----- Information given -----
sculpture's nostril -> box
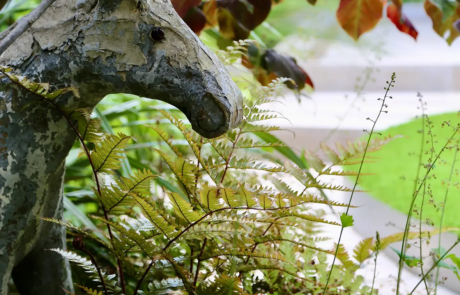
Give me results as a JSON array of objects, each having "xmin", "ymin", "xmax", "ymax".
[{"xmin": 196, "ymin": 92, "xmax": 225, "ymax": 133}]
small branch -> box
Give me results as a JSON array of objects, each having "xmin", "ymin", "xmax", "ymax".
[
  {"xmin": 194, "ymin": 238, "xmax": 207, "ymax": 288},
  {"xmin": 133, "ymin": 259, "xmax": 155, "ymax": 295},
  {"xmin": 82, "ymin": 249, "xmax": 109, "ymax": 295},
  {"xmin": 0, "ymin": 0, "xmax": 57, "ymax": 55},
  {"xmin": 190, "ymin": 248, "xmax": 194, "ymax": 273}
]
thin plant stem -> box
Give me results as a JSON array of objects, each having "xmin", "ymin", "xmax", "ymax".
[
  {"xmin": 133, "ymin": 259, "xmax": 155, "ymax": 295},
  {"xmin": 370, "ymin": 231, "xmax": 380, "ymax": 295},
  {"xmin": 434, "ymin": 137, "xmax": 459, "ymax": 294},
  {"xmin": 396, "ymin": 123, "xmax": 460, "ymax": 294},
  {"xmin": 82, "ymin": 249, "xmax": 109, "ymax": 295},
  {"xmin": 410, "ymin": 240, "xmax": 460, "ymax": 294},
  {"xmin": 323, "ymin": 73, "xmax": 396, "ymax": 294},
  {"xmin": 194, "ymin": 238, "xmax": 208, "ymax": 288}
]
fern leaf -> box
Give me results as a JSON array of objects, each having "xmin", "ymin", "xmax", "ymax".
[
  {"xmin": 76, "ymin": 285, "xmax": 103, "ymax": 295},
  {"xmin": 376, "ymin": 227, "xmax": 460, "ymax": 251},
  {"xmin": 91, "ymin": 133, "xmax": 131, "ymax": 173},
  {"xmin": 335, "ymin": 243, "xmax": 358, "ymax": 271},
  {"xmin": 155, "ymin": 149, "xmax": 197, "ymax": 192},
  {"xmin": 320, "ymin": 142, "xmax": 341, "ymax": 164},
  {"xmin": 353, "ymin": 237, "xmax": 374, "ymax": 263},
  {"xmin": 90, "ymin": 215, "xmax": 162, "ymax": 256},
  {"xmin": 131, "ymin": 194, "xmax": 176, "ymax": 236},
  {"xmin": 180, "ymin": 224, "xmax": 251, "ymax": 241},
  {"xmin": 236, "ymin": 185, "xmax": 258, "ymax": 208},
  {"xmin": 148, "ymin": 125, "xmax": 184, "ymax": 157},
  {"xmin": 42, "ymin": 218, "xmax": 108, "ymax": 247},
  {"xmin": 200, "ymin": 185, "xmax": 225, "ymax": 211},
  {"xmin": 336, "ymin": 142, "xmax": 351, "ymax": 159},
  {"xmin": 99, "ymin": 169, "xmax": 157, "ymax": 212},
  {"xmin": 50, "ymin": 249, "xmax": 122, "ymax": 294},
  {"xmin": 254, "ymin": 235, "xmax": 334, "ymax": 255},
  {"xmin": 320, "ymin": 169, "xmax": 375, "ymax": 176},
  {"xmin": 235, "ymin": 137, "xmax": 285, "ymax": 149},
  {"xmin": 218, "ymin": 187, "xmax": 241, "ymax": 207},
  {"xmin": 241, "ymin": 123, "xmax": 282, "ymax": 134},
  {"xmin": 304, "ymin": 150, "xmax": 325, "ymax": 172},
  {"xmin": 168, "ymin": 192, "xmax": 203, "ymax": 223},
  {"xmin": 273, "ymin": 211, "xmax": 341, "ymax": 226},
  {"xmin": 70, "ymin": 109, "xmax": 104, "ymax": 143}
]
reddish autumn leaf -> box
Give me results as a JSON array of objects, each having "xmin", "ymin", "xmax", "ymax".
[
  {"xmin": 387, "ymin": 3, "xmax": 418, "ymax": 40},
  {"xmin": 424, "ymin": 0, "xmax": 460, "ymax": 44},
  {"xmin": 171, "ymin": 0, "xmax": 201, "ymax": 18},
  {"xmin": 336, "ymin": 0, "xmax": 384, "ymax": 40},
  {"xmin": 217, "ymin": 0, "xmax": 272, "ymax": 40},
  {"xmin": 183, "ymin": 7, "xmax": 207, "ymax": 34}
]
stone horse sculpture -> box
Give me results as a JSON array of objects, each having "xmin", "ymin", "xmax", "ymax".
[{"xmin": 0, "ymin": 0, "xmax": 243, "ymax": 293}]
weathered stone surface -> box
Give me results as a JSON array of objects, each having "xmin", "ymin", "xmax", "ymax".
[{"xmin": 0, "ymin": 0, "xmax": 243, "ymax": 293}]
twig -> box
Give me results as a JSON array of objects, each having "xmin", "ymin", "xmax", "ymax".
[
  {"xmin": 324, "ymin": 73, "xmax": 396, "ymax": 294},
  {"xmin": 133, "ymin": 259, "xmax": 155, "ymax": 295},
  {"xmin": 410, "ymin": 240, "xmax": 460, "ymax": 294},
  {"xmin": 82, "ymin": 249, "xmax": 109, "ymax": 295},
  {"xmin": 194, "ymin": 238, "xmax": 208, "ymax": 288},
  {"xmin": 0, "ymin": 0, "xmax": 57, "ymax": 55}
]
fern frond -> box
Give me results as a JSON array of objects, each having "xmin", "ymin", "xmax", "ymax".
[
  {"xmin": 335, "ymin": 244, "xmax": 358, "ymax": 271},
  {"xmin": 294, "ymin": 194, "xmax": 358, "ymax": 208},
  {"xmin": 180, "ymin": 224, "xmax": 251, "ymax": 241},
  {"xmin": 90, "ymin": 215, "xmax": 162, "ymax": 257},
  {"xmin": 320, "ymin": 169, "xmax": 375, "ymax": 176},
  {"xmin": 0, "ymin": 66, "xmax": 79, "ymax": 100},
  {"xmin": 203, "ymin": 250, "xmax": 293, "ymax": 266},
  {"xmin": 155, "ymin": 149, "xmax": 198, "ymax": 193},
  {"xmin": 304, "ymin": 150, "xmax": 326, "ymax": 172},
  {"xmin": 237, "ymin": 265, "xmax": 319, "ymax": 284},
  {"xmin": 236, "ymin": 185, "xmax": 258, "ymax": 208},
  {"xmin": 148, "ymin": 125, "xmax": 184, "ymax": 157},
  {"xmin": 227, "ymin": 157, "xmax": 286, "ymax": 173},
  {"xmin": 200, "ymin": 185, "xmax": 225, "ymax": 210},
  {"xmin": 42, "ymin": 218, "xmax": 108, "ymax": 247},
  {"xmin": 353, "ymin": 237, "xmax": 374, "ymax": 263},
  {"xmin": 168, "ymin": 192, "xmax": 203, "ymax": 223},
  {"xmin": 50, "ymin": 249, "xmax": 122, "ymax": 294},
  {"xmin": 149, "ymin": 278, "xmax": 184, "ymax": 293},
  {"xmin": 76, "ymin": 285, "xmax": 103, "ymax": 295},
  {"xmin": 91, "ymin": 133, "xmax": 131, "ymax": 173},
  {"xmin": 131, "ymin": 194, "xmax": 176, "ymax": 236},
  {"xmin": 254, "ymin": 235, "xmax": 334, "ymax": 255},
  {"xmin": 70, "ymin": 109, "xmax": 104, "ymax": 143},
  {"xmin": 273, "ymin": 211, "xmax": 341, "ymax": 226},
  {"xmin": 241, "ymin": 123, "xmax": 282, "ymax": 134},
  {"xmin": 235, "ymin": 137, "xmax": 285, "ymax": 149},
  {"xmin": 320, "ymin": 142, "xmax": 341, "ymax": 164},
  {"xmin": 100, "ymin": 169, "xmax": 157, "ymax": 212},
  {"xmin": 375, "ymin": 227, "xmax": 460, "ymax": 251}
]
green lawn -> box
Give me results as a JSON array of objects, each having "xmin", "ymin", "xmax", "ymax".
[{"xmin": 348, "ymin": 112, "xmax": 460, "ymax": 228}]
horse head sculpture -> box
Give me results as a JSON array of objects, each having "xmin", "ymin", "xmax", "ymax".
[{"xmin": 0, "ymin": 0, "xmax": 243, "ymax": 293}]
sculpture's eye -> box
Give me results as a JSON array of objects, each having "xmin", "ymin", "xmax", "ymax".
[{"xmin": 150, "ymin": 27, "xmax": 165, "ymax": 41}]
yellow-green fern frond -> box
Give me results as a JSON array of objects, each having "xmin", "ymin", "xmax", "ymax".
[
  {"xmin": 91, "ymin": 133, "xmax": 131, "ymax": 173},
  {"xmin": 69, "ymin": 109, "xmax": 103, "ymax": 143},
  {"xmin": 148, "ymin": 125, "xmax": 184, "ymax": 157},
  {"xmin": 76, "ymin": 285, "xmax": 103, "ymax": 295},
  {"xmin": 273, "ymin": 211, "xmax": 341, "ymax": 226},
  {"xmin": 90, "ymin": 215, "xmax": 162, "ymax": 257},
  {"xmin": 235, "ymin": 137, "xmax": 285, "ymax": 149},
  {"xmin": 155, "ymin": 149, "xmax": 198, "ymax": 193},
  {"xmin": 131, "ymin": 194, "xmax": 176, "ymax": 236},
  {"xmin": 180, "ymin": 224, "xmax": 252, "ymax": 241},
  {"xmin": 254, "ymin": 235, "xmax": 334, "ymax": 255},
  {"xmin": 50, "ymin": 249, "xmax": 122, "ymax": 294},
  {"xmin": 200, "ymin": 185, "xmax": 225, "ymax": 210},
  {"xmin": 42, "ymin": 218, "xmax": 108, "ymax": 247},
  {"xmin": 353, "ymin": 237, "xmax": 374, "ymax": 263},
  {"xmin": 236, "ymin": 185, "xmax": 258, "ymax": 208},
  {"xmin": 0, "ymin": 66, "xmax": 79, "ymax": 100},
  {"xmin": 334, "ymin": 243, "xmax": 358, "ymax": 271},
  {"xmin": 304, "ymin": 150, "xmax": 326, "ymax": 172},
  {"xmin": 320, "ymin": 142, "xmax": 341, "ymax": 164},
  {"xmin": 100, "ymin": 169, "xmax": 157, "ymax": 212},
  {"xmin": 168, "ymin": 192, "xmax": 203, "ymax": 223}
]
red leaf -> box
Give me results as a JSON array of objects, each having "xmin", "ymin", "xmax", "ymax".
[
  {"xmin": 183, "ymin": 7, "xmax": 207, "ymax": 34},
  {"xmin": 171, "ymin": 0, "xmax": 201, "ymax": 18},
  {"xmin": 217, "ymin": 0, "xmax": 272, "ymax": 40},
  {"xmin": 387, "ymin": 3, "xmax": 418, "ymax": 40}
]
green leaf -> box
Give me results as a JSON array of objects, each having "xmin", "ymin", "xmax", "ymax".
[
  {"xmin": 353, "ymin": 237, "xmax": 374, "ymax": 263},
  {"xmin": 390, "ymin": 247, "xmax": 421, "ymax": 268},
  {"xmin": 91, "ymin": 133, "xmax": 131, "ymax": 173},
  {"xmin": 340, "ymin": 213, "xmax": 354, "ymax": 228}
]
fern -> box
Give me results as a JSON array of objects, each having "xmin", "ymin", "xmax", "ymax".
[{"xmin": 91, "ymin": 133, "xmax": 131, "ymax": 173}]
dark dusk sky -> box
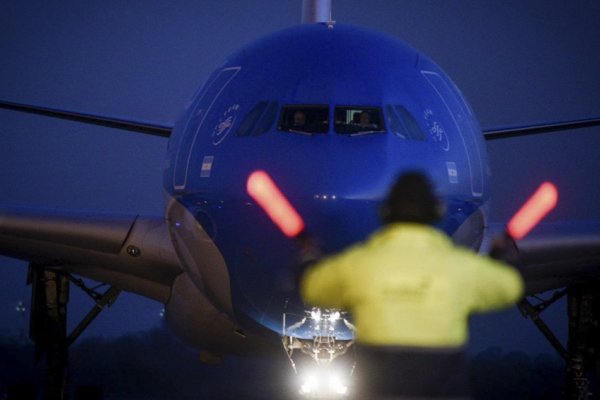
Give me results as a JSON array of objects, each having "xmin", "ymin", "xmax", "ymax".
[{"xmin": 0, "ymin": 1, "xmax": 599, "ymax": 357}]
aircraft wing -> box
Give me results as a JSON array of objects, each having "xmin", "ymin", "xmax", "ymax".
[
  {"xmin": 484, "ymin": 119, "xmax": 600, "ymax": 296},
  {"xmin": 512, "ymin": 223, "xmax": 600, "ymax": 295},
  {"xmin": 0, "ymin": 100, "xmax": 173, "ymax": 137},
  {"xmin": 483, "ymin": 117, "xmax": 600, "ymax": 141},
  {"xmin": 0, "ymin": 206, "xmax": 182, "ymax": 303}
]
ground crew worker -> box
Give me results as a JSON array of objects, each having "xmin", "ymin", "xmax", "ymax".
[{"xmin": 299, "ymin": 171, "xmax": 524, "ymax": 399}]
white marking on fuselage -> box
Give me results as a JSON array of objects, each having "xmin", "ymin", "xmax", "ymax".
[
  {"xmin": 212, "ymin": 103, "xmax": 240, "ymax": 145},
  {"xmin": 173, "ymin": 67, "xmax": 241, "ymax": 190},
  {"xmin": 423, "ymin": 108, "xmax": 450, "ymax": 151},
  {"xmin": 201, "ymin": 155, "xmax": 215, "ymax": 178},
  {"xmin": 422, "ymin": 71, "xmax": 483, "ymax": 197},
  {"xmin": 446, "ymin": 161, "xmax": 458, "ymax": 184}
]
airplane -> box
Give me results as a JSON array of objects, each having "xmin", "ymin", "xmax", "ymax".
[{"xmin": 1, "ymin": 0, "xmax": 600, "ymax": 398}]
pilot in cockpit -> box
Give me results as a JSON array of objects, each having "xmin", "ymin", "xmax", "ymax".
[
  {"xmin": 292, "ymin": 110, "xmax": 307, "ymax": 129},
  {"xmin": 357, "ymin": 111, "xmax": 378, "ymax": 130}
]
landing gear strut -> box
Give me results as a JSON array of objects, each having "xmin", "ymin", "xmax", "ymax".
[
  {"xmin": 30, "ymin": 267, "xmax": 69, "ymax": 400},
  {"xmin": 28, "ymin": 264, "xmax": 121, "ymax": 400},
  {"xmin": 564, "ymin": 284, "xmax": 600, "ymax": 400},
  {"xmin": 520, "ymin": 283, "xmax": 600, "ymax": 400}
]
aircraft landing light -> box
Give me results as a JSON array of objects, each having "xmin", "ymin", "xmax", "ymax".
[
  {"xmin": 247, "ymin": 170, "xmax": 305, "ymax": 238},
  {"xmin": 508, "ymin": 182, "xmax": 558, "ymax": 240}
]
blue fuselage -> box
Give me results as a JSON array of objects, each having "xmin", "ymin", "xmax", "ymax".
[{"xmin": 163, "ymin": 23, "xmax": 489, "ymax": 336}]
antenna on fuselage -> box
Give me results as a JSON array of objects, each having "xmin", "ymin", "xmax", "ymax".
[{"xmin": 302, "ymin": 0, "xmax": 335, "ymax": 27}]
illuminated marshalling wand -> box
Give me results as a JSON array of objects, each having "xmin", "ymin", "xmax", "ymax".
[
  {"xmin": 246, "ymin": 170, "xmax": 305, "ymax": 238},
  {"xmin": 247, "ymin": 170, "xmax": 558, "ymax": 241},
  {"xmin": 507, "ymin": 182, "xmax": 558, "ymax": 240}
]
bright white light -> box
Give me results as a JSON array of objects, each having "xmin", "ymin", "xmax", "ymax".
[
  {"xmin": 298, "ymin": 367, "xmax": 349, "ymax": 397},
  {"xmin": 299, "ymin": 384, "xmax": 311, "ymax": 395},
  {"xmin": 310, "ymin": 309, "xmax": 321, "ymax": 322},
  {"xmin": 15, "ymin": 301, "xmax": 26, "ymax": 313},
  {"xmin": 299, "ymin": 374, "xmax": 318, "ymax": 395},
  {"xmin": 329, "ymin": 311, "xmax": 341, "ymax": 322},
  {"xmin": 328, "ymin": 375, "xmax": 348, "ymax": 395}
]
-----
* Activity
Among the entries above, find the line with "red leaf -> box" and repeat exactly from there through the line with "ground crew worker -> box", leaving out the pictures.

* Result
red leaf -> box
Give me results as a JSON array of objects, each having "xmin", "ymin", "xmax", "ymax".
[
  {"xmin": 183, "ymin": 7, "xmax": 207, "ymax": 34},
  {"xmin": 171, "ymin": 0, "xmax": 201, "ymax": 18},
  {"xmin": 217, "ymin": 0, "xmax": 272, "ymax": 40},
  {"xmin": 387, "ymin": 3, "xmax": 418, "ymax": 40}
]
green leaf -> box
Give me results as a JSON array of objects, each having "xmin", "ymin", "xmax", "ymax".
[
  {"xmin": 353, "ymin": 237, "xmax": 374, "ymax": 263},
  {"xmin": 390, "ymin": 247, "xmax": 421, "ymax": 268},
  {"xmin": 91, "ymin": 133, "xmax": 131, "ymax": 173},
  {"xmin": 340, "ymin": 213, "xmax": 354, "ymax": 228}
]
fern -> box
Give me results as a JSON array of objects, each having "xmin", "ymin", "xmax", "ymax".
[{"xmin": 91, "ymin": 133, "xmax": 131, "ymax": 173}]
dark dusk sky -> box
Give me results as a JSON array of objects, each having "xmin", "ymin", "xmax", "ymax".
[{"xmin": 0, "ymin": 1, "xmax": 599, "ymax": 357}]
aircraft wing -> box
Give me results as a JSON array of objects, each having "xmin", "ymin", "xmax", "ymax".
[
  {"xmin": 484, "ymin": 119, "xmax": 600, "ymax": 296},
  {"xmin": 512, "ymin": 223, "xmax": 600, "ymax": 295},
  {"xmin": 0, "ymin": 100, "xmax": 173, "ymax": 137},
  {"xmin": 483, "ymin": 117, "xmax": 600, "ymax": 141},
  {"xmin": 0, "ymin": 206, "xmax": 182, "ymax": 303}
]
ground crew worker -> box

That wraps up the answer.